[begin QUOTED PASSAGE]

ISCA - International Speech
Communication Association

ISCApad Archive  »  2014  »  ISCApad #194  »  Events  »  ISCA Events  »  (2014-09-14) INTERSPEECH 2014 Plenary talks

ISCApad #194

Monday, August 04, 2014 by Chris Wellekens

3-1-19 (2014-09-14) INTERSPEECH 2014 Plenary talks

-            INTERSPEECH 2014 - SINGAPORE           -
-               September 14-18, 2014               -
-           -

ISCA, COLIPS and the organizing Committee of INTERSPEECH 2014
are proud to announce that INTERSPEECH 2014 will feature
five plenary talks by internationally renowned experts.

- keynote speech
  by the ISCA Medallist 2014

- 'Decision Learning in Data Science:
  Where John Nash Meets Social Media'
  by Professor K. J. Ray Liu

- 'Language Diversity: Speech Processing In A Multi-Lingual Context'
  by Dr. Lori Lamel

- 'Sound Patterns In Language'
  by Professor William Shi-Yuan WANG 王士元

- 'Achievements and Challenges of Deep Learning
  From Speech Analysis And Recognition To Language
  And Multimodal Processing'
  by Dr. Li DENG

Details of the keynote speeches and biographies of the presenters are given below.

Looking forward to welcome you in Singapore,
the organizing committee

* On Monday, 15th of September                                         *

The ISCA Medallist 2014 will give a keynote speech.
The name of the Medallist and subject of the talk will be
disclosed on the first day of INTERSPEECH 2014.

* On Tuesday morning, 16th of September                                *

Professor K. J. Ray Liu
Department of Electrical and Computer Engineering
University of Maryland, College Park

will give a presentation on:

'Decision Learning in Data Science: Where John Nash Meets Social Media'


    With the increasing ubiquity and power of mobile devices,
    as well as the prevalence of social media, more and more
    activities in our daily life are being recorded, tracked,
    and shared, creating the notion of “social media”.

[end QUOTED PASSAGE]
[begin DATA EXCERPTS]

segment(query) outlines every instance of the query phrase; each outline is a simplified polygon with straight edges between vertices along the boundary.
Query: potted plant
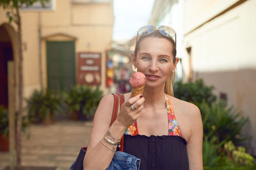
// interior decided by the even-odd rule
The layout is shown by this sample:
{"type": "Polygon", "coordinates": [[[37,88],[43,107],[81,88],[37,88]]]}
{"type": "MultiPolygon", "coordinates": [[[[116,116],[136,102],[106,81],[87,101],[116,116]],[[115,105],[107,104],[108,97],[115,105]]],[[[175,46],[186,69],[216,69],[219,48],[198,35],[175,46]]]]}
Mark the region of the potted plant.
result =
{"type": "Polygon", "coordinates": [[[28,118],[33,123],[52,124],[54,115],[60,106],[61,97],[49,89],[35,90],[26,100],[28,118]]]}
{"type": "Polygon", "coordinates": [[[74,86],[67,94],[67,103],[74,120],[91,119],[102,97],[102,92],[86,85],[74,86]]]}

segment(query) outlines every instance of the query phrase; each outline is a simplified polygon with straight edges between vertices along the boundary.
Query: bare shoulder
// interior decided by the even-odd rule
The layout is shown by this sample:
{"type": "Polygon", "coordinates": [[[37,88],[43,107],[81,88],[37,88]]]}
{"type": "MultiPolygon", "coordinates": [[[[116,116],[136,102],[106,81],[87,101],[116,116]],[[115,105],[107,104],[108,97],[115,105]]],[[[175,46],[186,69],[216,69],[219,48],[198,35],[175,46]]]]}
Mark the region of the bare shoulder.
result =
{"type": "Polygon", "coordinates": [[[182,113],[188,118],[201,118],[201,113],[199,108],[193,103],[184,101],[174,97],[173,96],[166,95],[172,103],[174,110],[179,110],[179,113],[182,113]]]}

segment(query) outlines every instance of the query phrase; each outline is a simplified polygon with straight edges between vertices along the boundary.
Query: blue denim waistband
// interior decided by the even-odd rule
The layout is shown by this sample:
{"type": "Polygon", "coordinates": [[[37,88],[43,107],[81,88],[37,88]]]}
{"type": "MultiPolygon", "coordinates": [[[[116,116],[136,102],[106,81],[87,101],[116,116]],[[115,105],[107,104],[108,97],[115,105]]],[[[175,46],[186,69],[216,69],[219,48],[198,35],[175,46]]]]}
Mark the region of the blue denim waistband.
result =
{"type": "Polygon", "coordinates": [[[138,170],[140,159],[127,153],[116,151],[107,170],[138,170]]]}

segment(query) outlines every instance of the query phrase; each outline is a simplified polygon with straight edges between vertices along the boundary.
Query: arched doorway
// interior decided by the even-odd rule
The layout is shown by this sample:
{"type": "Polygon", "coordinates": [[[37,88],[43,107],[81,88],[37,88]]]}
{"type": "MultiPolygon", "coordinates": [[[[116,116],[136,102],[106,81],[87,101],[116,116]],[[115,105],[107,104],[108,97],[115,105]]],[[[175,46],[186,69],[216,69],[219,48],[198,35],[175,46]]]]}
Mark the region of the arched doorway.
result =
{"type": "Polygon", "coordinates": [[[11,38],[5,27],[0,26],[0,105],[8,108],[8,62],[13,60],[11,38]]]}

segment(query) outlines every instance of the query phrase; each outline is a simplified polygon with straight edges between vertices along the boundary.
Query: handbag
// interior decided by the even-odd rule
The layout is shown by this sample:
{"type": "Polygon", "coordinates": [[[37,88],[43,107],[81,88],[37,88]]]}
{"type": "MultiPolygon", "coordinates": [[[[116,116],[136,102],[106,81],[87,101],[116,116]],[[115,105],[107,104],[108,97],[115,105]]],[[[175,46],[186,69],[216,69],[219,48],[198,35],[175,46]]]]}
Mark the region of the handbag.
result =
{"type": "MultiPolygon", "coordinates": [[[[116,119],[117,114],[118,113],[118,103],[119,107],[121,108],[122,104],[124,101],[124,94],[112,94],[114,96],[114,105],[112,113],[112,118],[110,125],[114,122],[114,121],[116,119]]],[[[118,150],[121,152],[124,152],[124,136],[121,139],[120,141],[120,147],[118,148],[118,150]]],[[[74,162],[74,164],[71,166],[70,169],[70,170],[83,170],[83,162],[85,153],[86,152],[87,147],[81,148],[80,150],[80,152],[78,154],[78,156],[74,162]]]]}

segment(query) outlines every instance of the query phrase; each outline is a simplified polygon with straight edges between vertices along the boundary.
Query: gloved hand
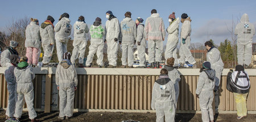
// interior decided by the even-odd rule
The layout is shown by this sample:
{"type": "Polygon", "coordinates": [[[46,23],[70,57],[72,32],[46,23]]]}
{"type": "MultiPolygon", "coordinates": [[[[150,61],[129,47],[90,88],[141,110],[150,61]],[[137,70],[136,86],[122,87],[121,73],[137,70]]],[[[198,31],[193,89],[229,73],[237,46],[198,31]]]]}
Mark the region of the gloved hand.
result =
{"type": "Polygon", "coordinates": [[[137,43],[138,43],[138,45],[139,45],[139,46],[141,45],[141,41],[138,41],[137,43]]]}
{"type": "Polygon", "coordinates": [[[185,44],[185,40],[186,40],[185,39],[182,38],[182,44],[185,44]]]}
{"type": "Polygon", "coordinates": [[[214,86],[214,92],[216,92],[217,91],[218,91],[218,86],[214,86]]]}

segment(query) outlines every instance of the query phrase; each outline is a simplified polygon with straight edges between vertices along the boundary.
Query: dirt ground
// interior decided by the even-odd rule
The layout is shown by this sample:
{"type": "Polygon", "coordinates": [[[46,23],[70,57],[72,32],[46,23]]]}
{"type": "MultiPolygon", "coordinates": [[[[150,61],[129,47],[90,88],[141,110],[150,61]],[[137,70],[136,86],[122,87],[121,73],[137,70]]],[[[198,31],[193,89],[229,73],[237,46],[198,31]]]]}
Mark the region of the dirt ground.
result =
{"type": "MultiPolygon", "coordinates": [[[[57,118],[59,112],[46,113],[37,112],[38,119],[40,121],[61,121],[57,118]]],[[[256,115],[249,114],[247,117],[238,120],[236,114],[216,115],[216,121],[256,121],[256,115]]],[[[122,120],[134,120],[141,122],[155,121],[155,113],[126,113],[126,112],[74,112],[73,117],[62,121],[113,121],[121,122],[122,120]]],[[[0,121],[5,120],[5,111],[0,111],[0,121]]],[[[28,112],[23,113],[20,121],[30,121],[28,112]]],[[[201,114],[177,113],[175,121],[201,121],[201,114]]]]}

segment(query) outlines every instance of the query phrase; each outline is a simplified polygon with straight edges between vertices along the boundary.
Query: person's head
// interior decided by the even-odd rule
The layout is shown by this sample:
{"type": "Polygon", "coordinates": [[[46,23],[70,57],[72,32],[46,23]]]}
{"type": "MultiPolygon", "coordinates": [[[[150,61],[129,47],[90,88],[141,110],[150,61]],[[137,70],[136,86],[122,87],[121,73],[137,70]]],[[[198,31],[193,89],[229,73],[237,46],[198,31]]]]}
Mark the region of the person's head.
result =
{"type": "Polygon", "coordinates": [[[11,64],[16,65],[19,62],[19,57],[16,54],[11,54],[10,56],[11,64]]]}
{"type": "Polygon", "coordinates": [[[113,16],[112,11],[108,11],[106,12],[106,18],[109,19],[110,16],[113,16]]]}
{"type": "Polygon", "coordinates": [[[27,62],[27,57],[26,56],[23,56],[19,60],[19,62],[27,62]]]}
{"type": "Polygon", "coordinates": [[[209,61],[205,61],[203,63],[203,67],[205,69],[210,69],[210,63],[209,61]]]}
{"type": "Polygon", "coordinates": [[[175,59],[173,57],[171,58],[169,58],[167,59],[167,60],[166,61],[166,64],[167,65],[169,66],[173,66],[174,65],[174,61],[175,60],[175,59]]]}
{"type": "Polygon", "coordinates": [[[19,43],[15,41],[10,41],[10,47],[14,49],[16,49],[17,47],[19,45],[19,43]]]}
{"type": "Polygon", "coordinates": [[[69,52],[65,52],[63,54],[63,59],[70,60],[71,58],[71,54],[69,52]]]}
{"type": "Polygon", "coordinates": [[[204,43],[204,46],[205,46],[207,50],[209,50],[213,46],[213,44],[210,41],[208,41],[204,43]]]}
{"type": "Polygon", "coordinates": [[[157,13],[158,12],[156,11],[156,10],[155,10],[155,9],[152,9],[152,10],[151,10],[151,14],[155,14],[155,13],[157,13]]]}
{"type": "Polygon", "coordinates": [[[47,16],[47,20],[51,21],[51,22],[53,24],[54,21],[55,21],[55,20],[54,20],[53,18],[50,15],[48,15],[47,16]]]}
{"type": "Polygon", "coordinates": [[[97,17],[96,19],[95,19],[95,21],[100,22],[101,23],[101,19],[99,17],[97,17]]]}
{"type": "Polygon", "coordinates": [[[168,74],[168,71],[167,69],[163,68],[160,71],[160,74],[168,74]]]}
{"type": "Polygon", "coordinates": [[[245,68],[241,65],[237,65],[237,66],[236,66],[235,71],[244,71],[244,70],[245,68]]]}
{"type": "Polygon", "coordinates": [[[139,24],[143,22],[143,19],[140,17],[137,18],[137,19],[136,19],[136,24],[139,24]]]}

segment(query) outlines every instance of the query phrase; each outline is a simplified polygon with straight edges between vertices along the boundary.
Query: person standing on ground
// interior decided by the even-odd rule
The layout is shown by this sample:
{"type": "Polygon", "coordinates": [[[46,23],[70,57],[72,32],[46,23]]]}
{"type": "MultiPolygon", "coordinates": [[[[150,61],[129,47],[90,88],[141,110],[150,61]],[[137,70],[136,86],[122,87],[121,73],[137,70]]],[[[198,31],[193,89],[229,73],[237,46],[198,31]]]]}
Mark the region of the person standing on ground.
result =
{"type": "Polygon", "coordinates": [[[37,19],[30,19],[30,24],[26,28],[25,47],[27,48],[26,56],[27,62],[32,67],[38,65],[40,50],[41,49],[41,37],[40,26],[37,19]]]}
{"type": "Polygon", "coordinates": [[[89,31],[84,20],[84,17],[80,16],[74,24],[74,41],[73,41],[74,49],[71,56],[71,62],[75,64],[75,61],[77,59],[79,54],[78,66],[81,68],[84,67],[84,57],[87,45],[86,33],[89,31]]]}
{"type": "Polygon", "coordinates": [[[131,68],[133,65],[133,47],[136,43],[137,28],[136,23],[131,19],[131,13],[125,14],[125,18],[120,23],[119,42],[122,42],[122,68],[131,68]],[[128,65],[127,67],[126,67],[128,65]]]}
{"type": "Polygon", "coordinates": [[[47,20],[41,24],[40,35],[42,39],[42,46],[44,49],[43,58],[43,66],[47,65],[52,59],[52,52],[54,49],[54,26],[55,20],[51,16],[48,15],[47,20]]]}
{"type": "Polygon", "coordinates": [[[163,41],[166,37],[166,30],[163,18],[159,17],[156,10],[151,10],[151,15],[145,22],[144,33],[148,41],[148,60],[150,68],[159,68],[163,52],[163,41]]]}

[end DATA EXCERPTS]

● WHAT THIS EXERCISE ASKS
1. Reproduce word for word the portion of the INTERSPEECH 2014 plenary talks announcement starting at "Monday, August 04, 2014" and ending at "internationally renowned experts.".
2. Go on with the INTERSPEECH 2014 plenary talks announcement from the point where it stops.

● REPLIES
1.
Monday, August 04, 2014 by Chris Wellekens

3-1-19 (2014-09-14) INTERSPEECH 2014 Plenary talks

-            INTERSPEECH 2014 - SINGAPORE           -
-               September 14-18, 2014               -
-           -

ISCA, COLIPS and the organizing Committee of INTERSPEECH 2014
are proud to announce that INTERSPEECH 2014 will feature
five plenary talks by internationally renowned experts.

2.
    Such abundant and still growing real life data, known as
    “big data”, provide a tremendous research opportunity in many fields.
    To analyze, learn and understand such user-generated big data,
    machine learning has been an important tool and various
    machine learning algorithms have been developed.
    However, since the user-generated big data is
    the outcome of users’ decisions, actions and their socio-economic
    interactions, which are highly dynamic, without considering users’
    local behaviours and interests, existing learning approaches
    tend to focus on optimizing a global objective function at
    the macroeconomic level, while totally ignore users’ local
    decisions at the micro-economic level. As such there is a growing
    need in bridging machine/social learning with strategic decision
    making, which are two traditionally distinct research disciplines,
    to be able to jointly consider both global phenomenon and local
    effects to understand/model/analyze better the newly arising
    issues in the emerging social media. In this talk, we present
    the notion of “decision learning” that can involve users's
    behaviours and interactions by combining learning with strategic
    decision making.
    We will discuss some examples from social media with real data to
    show how decision learning can be used to better analyze users’
    optimal decision from a user’ perspective as well as design a
    mechanism from the system designer’s perspective
    to achieve a desirable outcome.

Biography of the speaker

    Dr. K. J. Ray Liu was named a Distinguished Scholar-Teacher
    of University of Maryland in 2007, where he is Christine Kim
    Eminent Professor of Information Technology.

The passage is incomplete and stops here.